Problems and tasks.
a: Could you condense the paragraph of the Sails webpack post that begins "You can specify your webpack options inline" into a short list that keeps its main facts?
b: Would you reproduce the part of the Sails webpack post that opens with the words containing "A typical tasks/config/webpack.js" and closes with "and include manually)."?

Start of Source document

It seems sails-webpack does not reproduce what grunt hook does (clean, uglify, etc), so I'd suggest using
grunt-webpack instead. This way you only add the necessary grunt task to the default sails assets pipeline by configuring it in tasks/config/webpack.js and registering that in tasks/register/compileAssets.js.
A typical tasks/config/webpack.js would look like this (referred to as 'webpack:build' in compileAssets.js):
module.exports = function(grunt) {
var webpackConfig = require("../../webpack.config.js");
grunt.config.set('webpack', {
options: webpackConfig,
build: {
}
});
grunt.loadNpmTasks('grunt-webpack');
};
You can specify your webpack options inline instead of requiring an external webpack.config.js, see the grunt-webpack documentation for details. Just make sure you install the required babel/webpack/loader packages along with
the proper .babelrc configuration file in the root of your sails project. Also, you need to set the output path according to what sails expect, i.e. either assets/js/ (allow sails-linker to process the built js) or .tmp/public/js/ (don't link anything and include manually).
This approach relies on bundling the various js files you need with webpack when lifting your sails app, and does not support webpack-dev-server / hot module reloading (HMR). This would require messing with sails.config.http.middleware to include something like
webpack-dev-middleware or somehow starting the webpack dev server on another port and using
express-http-proxy. I did get this to work by having two separate projects (sails backend / vue frontend) and starting it with a Procfile, but I'm still looking for a cleaner way to integrate HMR more tightly with sails (better handling of default 403/404/500 views for example).
Hope this helps, I'll try updating this thread as I make progress towards integrating HMR.

End of Source document
Start of Given entries

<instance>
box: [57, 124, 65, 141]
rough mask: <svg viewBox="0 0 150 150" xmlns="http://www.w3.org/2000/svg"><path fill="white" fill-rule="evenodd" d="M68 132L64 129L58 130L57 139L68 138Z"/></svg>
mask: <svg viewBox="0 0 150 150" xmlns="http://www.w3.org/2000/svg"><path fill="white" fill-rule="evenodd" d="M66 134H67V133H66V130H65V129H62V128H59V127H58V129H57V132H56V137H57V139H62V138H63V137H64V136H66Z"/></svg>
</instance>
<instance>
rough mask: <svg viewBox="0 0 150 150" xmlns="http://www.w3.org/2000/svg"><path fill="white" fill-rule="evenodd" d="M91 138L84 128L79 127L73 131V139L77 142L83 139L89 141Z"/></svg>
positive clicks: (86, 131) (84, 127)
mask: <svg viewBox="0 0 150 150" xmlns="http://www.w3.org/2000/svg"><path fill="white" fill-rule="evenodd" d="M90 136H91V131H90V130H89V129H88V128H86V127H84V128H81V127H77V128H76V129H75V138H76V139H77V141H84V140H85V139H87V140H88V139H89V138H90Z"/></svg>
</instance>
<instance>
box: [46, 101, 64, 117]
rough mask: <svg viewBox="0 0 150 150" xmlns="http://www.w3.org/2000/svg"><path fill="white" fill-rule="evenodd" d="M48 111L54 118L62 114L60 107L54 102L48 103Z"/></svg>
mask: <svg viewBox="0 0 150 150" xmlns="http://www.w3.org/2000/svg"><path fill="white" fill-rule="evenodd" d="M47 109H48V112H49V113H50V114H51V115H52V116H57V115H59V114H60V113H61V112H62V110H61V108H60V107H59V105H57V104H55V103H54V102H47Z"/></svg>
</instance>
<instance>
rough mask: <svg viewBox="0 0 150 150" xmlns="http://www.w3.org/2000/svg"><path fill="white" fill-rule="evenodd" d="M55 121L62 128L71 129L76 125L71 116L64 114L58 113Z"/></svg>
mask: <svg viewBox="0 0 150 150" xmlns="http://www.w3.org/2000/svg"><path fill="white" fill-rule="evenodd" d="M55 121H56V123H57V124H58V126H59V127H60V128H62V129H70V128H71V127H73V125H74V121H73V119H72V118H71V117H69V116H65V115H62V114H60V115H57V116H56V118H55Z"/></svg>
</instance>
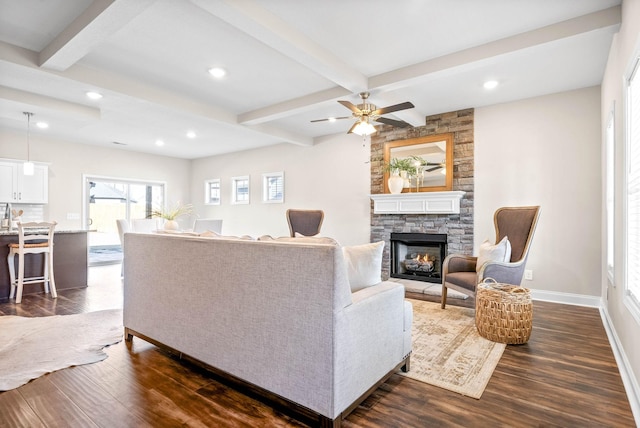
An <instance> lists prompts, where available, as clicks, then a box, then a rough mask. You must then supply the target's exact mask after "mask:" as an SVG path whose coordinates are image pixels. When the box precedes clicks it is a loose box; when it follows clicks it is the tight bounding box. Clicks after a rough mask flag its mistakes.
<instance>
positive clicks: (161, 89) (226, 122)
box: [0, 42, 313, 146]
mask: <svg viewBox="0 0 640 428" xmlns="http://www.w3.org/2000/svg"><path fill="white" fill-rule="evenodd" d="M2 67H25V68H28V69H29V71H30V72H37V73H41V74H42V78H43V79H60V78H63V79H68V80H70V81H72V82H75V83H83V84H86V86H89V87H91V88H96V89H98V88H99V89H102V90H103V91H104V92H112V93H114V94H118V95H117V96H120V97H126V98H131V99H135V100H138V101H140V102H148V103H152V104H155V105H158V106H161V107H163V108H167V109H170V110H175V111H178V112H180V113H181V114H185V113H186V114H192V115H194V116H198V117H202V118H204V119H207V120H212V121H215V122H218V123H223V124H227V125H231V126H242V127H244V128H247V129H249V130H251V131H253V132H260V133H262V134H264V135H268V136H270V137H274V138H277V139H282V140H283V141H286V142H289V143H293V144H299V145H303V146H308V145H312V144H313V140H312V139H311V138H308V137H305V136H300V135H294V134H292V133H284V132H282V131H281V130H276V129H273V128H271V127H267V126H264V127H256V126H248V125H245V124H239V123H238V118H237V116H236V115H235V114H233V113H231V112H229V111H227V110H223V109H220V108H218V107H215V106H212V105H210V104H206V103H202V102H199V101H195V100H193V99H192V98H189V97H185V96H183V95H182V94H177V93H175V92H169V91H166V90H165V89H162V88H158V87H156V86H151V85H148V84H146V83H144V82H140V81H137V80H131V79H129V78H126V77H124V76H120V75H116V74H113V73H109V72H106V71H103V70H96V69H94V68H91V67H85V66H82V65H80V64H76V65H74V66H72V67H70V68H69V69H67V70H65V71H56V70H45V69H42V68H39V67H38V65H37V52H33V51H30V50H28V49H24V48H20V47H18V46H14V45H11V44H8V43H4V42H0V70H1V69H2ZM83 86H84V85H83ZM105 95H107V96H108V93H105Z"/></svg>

End of Given entries

Answers provided.
a:
- Webpack options can go inline instead of requiring an external webpack.config.js. The grunt-webpack documentation has details.
- Install the required babel/webpack/loader packages, with a proper .babelrc file in the root of the sails project.
- Set the output path to what sails expects:
  - assets/js/ lets sails-linker process the built js.
  - .tmp/public/js/ links nothing, and you include the file manually.

b:
A typical tasks/config/webpack.js would look like this (referred to as 'webpack:build' in compileAssets.js):
module.exports = function(grunt) {
var webpackConfig = require("../../webpack.config.js");
grunt.config.set('webpack', {
options: webpackConfig,
build: {
}
});
grunt.loadNpmTasks('grunt-webpack');
};
You can specify your webpack options inline instead of requiring an external webpack.config.js, see the grunt-webpack documentation for details. Just make sure you install the required babel/webpack/loader packages along with
the proper .babelrc configuration file in the root of your sails project. Also, you need to set the output path according to what sails expect, i.e. either assets/js/ (allow sails-linker to process the built js) or .tmp/public/js/ (don't link anything and include manually).